### YOUR TASK
Scale only the part of the data that opens with the line containing "Objective — a point for each instance of the wedding" and closes with the line containing "Objective — a point for each instance of the stone molding", both ends included. Write out every line of that part again, keeping the wording lines unchanged and multiplying each x,y coordinate in the answers by 2.25, rounded to whole numbers with halves rounded up.

** start of RECORDS FOR THIS EXERCISE **

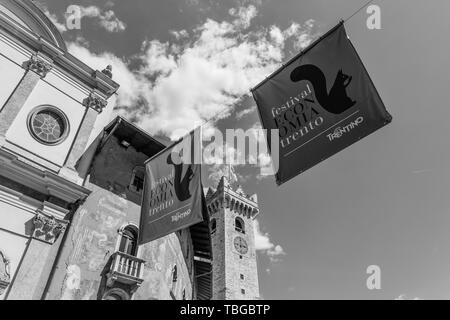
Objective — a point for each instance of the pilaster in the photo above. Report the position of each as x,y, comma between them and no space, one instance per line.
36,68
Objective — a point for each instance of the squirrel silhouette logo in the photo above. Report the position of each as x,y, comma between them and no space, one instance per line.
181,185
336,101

** end of RECORDS FOR THIS EXERCISE **
** start of RECORDS FOR THIS EXERCISE **

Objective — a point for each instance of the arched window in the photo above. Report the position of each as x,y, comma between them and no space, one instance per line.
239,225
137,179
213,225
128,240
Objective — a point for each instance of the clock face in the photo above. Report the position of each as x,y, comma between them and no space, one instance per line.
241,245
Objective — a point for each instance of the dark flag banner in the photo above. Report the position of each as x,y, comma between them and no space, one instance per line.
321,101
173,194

** end of RECORDS FOR THIS EXERCISE **
** start of RECORDS FOR THIS EXERCISE **

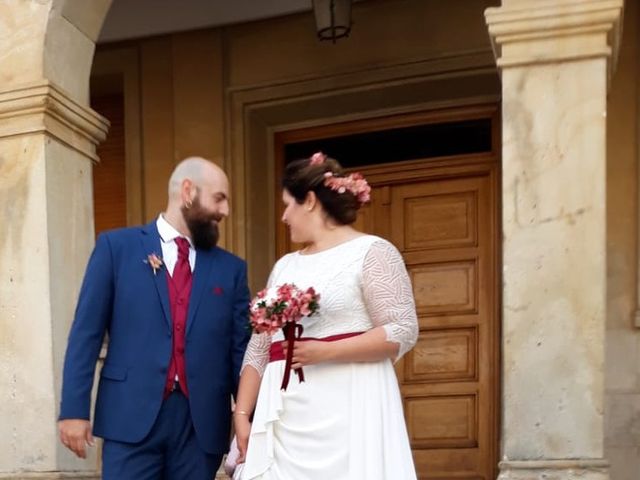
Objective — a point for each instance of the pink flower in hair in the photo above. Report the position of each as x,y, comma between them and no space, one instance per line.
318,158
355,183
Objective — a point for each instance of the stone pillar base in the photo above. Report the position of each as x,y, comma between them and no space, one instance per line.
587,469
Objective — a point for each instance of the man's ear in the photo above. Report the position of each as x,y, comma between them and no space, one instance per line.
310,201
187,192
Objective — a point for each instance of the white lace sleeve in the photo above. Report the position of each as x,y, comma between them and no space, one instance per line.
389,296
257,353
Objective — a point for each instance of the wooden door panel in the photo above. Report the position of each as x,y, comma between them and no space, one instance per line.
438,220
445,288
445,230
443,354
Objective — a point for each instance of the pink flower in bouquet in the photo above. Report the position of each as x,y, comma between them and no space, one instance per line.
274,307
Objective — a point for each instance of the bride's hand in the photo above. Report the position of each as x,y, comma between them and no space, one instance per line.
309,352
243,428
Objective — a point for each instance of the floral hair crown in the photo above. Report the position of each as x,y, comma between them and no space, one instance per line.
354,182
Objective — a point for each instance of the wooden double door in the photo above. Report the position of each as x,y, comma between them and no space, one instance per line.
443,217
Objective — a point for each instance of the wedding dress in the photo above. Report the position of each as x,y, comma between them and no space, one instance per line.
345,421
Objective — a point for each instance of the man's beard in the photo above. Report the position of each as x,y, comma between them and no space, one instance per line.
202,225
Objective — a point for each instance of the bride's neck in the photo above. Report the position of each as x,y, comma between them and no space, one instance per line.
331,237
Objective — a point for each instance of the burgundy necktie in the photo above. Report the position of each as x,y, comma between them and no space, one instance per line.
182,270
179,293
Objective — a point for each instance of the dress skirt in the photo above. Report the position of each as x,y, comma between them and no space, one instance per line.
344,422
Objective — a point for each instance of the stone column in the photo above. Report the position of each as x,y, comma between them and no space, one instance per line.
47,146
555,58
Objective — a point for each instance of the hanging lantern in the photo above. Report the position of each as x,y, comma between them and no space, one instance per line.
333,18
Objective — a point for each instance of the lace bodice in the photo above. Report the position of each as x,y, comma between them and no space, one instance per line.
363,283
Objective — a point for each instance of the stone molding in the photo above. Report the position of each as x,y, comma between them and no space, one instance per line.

** end of RECORDS FOR THIS EXERCISE **

### SOLUTION BELOW
Objective — a point for each instance of the wedding dress in the photo above. Report the position of each as x,y, comma between them and no space, one instance per line.
776,947
Objective — a point for each instance of the man's beard in the photo above. Report the position of each as x,y, comma between them and no space, one instance per line.
455,506
Objective — a point for each instance of the bride's neck in the photo above. Report the position of each as x,y, comma between them and no space, one instance per line.
745,533
Objective — a point for each instance of the burgundy necktie in the photo above. Report the position of each as x,y, comma between them and no space, one instance per line.
410,608
403,659
Objective — a point for each instance of the dress skirt in the photo above. Report the position of each as x,y, comma between them and no space, one instance per line.
774,950
Objective — a point for each instance of the stone column in the photo above. Report the position of each as x,y, comma between them and no space, one instance per line.
106,329
1249,131
Objective — a point for each instance of the hanging lantern in the photo above. Report the position of each as x,y, comma between them and no space, one instance per line.
749,41
Objective — a point for each instance of the lace bodice in the photo above. Report the position of each as x,y, comma between them and no space, one instance per line.
817,637
Objective — a point for each instance of the stone molding in the photo above. Report the position of each as x,y, comma between them and no space, one instance per line.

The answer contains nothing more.